(Excerpts from a point labeling dataset)
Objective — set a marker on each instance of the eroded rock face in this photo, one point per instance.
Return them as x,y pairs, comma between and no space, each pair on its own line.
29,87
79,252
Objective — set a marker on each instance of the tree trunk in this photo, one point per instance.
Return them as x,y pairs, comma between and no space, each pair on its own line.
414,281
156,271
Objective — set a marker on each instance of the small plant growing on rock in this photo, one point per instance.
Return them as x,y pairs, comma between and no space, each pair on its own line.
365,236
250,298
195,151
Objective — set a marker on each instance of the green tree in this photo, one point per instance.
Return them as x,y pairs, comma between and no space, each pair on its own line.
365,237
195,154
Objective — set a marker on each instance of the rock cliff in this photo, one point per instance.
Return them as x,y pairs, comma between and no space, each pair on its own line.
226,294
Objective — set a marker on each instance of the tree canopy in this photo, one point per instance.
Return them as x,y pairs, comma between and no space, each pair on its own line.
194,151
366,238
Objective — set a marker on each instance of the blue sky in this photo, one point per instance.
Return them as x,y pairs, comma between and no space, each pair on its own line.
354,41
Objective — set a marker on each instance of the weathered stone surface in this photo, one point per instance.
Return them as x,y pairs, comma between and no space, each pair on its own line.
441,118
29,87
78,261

### REQUIREMENT
Render every line of the material above as a Markdown table with two columns, Row and Line, numbering the lines in order and skipping any blank ones.

### CORRECT OUTPUT
| Row | Line |
|---|---|
| 1 | Objective — set a marker on each instance of the eroded rock face in this photo, one point per instance. |
| 2 | Return them as x,y pairs, comma between and no space, each pair on its own line. |
| 3 | 29,87 |
| 4 | 79,252 |
| 5 | Objective — set a marker on each instance of the tree trunk in this photo, one point per instance. |
| 6 | Return them as x,y pairs, comma between and no space, each pair on its own line. |
| 7 | 414,281 |
| 8 | 156,271 |
| 9 | Objective — set a marker on each instance of the small plant growing on rock in this photo, one point per instance. |
| 10 | Return them as x,y pairs, comma between and no space, each pair on its own line. |
| 11 | 365,236 |
| 12 | 250,298 |
| 13 | 195,151 |
| 14 | Objective — set a marker on each instance of the green tree in this photo, one point per instance. |
| 15 | Return them as x,y pairs, comma between and no space, each pair on its own line. |
| 16 | 365,237 |
| 17 | 195,154 |
| 18 | Objective — set a marker on each instance of the rock cliff in this photo, one point per instance. |
| 19 | Return them as x,y pairs, comma between and no space, each pair on its own line. |
| 20 | 226,294 |
| 21 | Objective — set a marker on each instance of the tree canopy in this photo, one point per instance. |
| 22 | Return them as x,y pairs, comma between and no space, each pair on its own line. |
| 23 | 194,151 |
| 24 | 366,238 |
| 25 | Objective — set a marker on each instance of the blue sky in this photo, one point per instance. |
| 26 | Return them as x,y pairs, comma between and no space, each pair on its own line. |
| 27 | 354,41 |
| 28 | Objective — set a marker on each instance of the weathered stone surface in this photo, one point per instance. |
| 29 | Return them as x,y pairs, comma between and no space, each pair on its own line. |
| 30 | 441,118 |
| 31 | 29,87 |
| 32 | 78,261 |